2-3 gündür Paris'teydim. Fransızlar (Parisliler) eski nobran hallerinden arınmış görünüyor. Dükkânda, lokantada, takside, daha özenli davranıyorlar.
* Taksicilik, göçmenlerin elinde. Bir zamanlar, Fransa'nın iç siyasetini, Fransız şoförlerinden öğrenirdik; şimdi ara ki onları bulasın.
* Mayıs ayında, bizdeki kocakarı soğuklarına benzer soğuklar olurmuş meğer. Şansa bakın ki, ona rastladım; soğuk iliklerime işledi... Gene de yıkılmadım ayaktayım! Hatta hava tonik etkisi yaptı diyebilirim.
* Havaalanına giden otoyollarda, satelit sistemi sayesinde, trafiğin, belirlenen bölgeler arasında kaç dakikada aşılacağı tabelalarda anons ediliyor. Neden bizde bu sistem E-5 ve TEM'de uygulanmıyor?
* Fransa'da bir Yunanlı olsam, hafif mahcup dolaşmak zorunda kalırdım. Fransız vergi mükellefi homur homur homurdanıyor. Oysa ben göğsümü gere gere "Türk'üm" diyordum. Çoğunun, "İstanbul" diye gözleri parlıyor. Ankaralılar alınmasın. İzmir, Bodrum diyene rastladım ama başkente atıf yapan karşıma çıkmadı.
Türkiye'deki kıyametten kısa da olsa bir süre uzaklaştım. Mamafih, neticeye yetiştim. AK Parti açısından mutlu bir son oldu. Ya da sonun başlangıcı?

### Yapılacak görev
Paris izlenimleri metninden "2-3 gündür Paris'teydim." sözleriyle başlayıp "ve TEM'de uygulanmıyor?" sözlerine kadar süren bölümü hiçbir değişiklik yapmadan kopyalayın.

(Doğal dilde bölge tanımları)
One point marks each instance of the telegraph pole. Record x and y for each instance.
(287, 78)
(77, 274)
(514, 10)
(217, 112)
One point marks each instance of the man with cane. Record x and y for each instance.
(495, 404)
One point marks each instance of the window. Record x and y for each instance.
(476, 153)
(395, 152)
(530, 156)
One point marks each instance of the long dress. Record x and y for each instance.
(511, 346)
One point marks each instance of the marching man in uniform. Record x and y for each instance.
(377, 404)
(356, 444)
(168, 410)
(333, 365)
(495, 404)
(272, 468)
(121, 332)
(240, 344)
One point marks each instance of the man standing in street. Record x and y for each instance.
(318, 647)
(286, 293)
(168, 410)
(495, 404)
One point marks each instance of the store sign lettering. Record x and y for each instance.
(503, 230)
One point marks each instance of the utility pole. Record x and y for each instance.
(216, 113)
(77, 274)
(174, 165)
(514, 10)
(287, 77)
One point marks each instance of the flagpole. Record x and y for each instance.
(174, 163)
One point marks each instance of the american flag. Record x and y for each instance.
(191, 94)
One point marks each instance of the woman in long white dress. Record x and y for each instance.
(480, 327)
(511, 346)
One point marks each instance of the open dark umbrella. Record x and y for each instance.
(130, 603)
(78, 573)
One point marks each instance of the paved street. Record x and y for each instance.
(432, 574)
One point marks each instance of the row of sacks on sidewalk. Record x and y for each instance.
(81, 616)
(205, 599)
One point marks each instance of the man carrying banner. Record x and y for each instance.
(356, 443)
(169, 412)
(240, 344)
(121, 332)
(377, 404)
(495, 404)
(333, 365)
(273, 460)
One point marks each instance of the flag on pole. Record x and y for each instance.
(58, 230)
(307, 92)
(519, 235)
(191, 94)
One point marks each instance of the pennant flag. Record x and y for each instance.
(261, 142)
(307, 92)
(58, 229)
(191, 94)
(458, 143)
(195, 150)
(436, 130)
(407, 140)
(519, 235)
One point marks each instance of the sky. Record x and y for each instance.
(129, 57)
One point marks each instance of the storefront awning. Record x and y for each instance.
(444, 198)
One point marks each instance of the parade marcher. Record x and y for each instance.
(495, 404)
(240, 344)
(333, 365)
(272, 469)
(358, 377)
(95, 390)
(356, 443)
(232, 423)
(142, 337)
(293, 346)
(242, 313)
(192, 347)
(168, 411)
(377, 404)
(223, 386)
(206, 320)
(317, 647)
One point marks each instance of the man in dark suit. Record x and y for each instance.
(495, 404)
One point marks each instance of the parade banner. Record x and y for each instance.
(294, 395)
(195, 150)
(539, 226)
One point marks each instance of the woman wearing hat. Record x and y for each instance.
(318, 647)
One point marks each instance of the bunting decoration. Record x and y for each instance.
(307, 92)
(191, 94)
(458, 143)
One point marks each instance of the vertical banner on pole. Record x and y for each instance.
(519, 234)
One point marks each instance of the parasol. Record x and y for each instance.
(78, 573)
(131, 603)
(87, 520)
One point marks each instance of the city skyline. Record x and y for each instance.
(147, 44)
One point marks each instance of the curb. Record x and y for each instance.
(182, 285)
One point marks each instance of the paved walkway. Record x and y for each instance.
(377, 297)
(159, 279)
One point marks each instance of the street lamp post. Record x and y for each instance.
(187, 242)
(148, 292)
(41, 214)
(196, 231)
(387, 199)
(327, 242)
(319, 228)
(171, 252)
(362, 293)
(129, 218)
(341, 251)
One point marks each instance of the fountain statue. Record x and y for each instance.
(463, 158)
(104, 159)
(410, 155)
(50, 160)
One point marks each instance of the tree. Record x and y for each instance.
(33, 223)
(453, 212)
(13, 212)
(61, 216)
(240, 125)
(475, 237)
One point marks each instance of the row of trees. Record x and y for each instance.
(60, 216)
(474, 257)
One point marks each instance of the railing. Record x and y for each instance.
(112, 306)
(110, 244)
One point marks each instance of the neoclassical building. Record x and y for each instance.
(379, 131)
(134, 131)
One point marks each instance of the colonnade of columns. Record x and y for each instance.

### Cevap alanı
2-3 gündür Paris'teydim. Fransızlar (Parisliler) eski nobran hallerinden arınmış görünüyor. Dükkânda, lokantada, takside, daha özenli davranıyorlar.
* Taksicilik, göçmenlerin elinde. Bir zamanlar, Fransa'nın iç siyasetini, Fransız şoförlerinden öğrenirdik; şimdi ara ki onları bulasın.
* Mayıs ayında, bizdeki kocakarı soğuklarına benzer soğuklar olurmuş meğer. Şansa bakın ki, ona rastladım; soğuk iliklerime işledi... Gene de yıkılmadım ayaktayım! Hatta hava tonik etkisi yaptı diyebilirim.
* Havaalanına giden otoyollarda, satelit sistemi sayesinde, trafiğin, belirlenen bölgeler arasında kaç dakikada aşılacağı tabelalarda anons ediliyor. Neden bizde bu sistem E-5 ve TEM'de uygulanmıyor?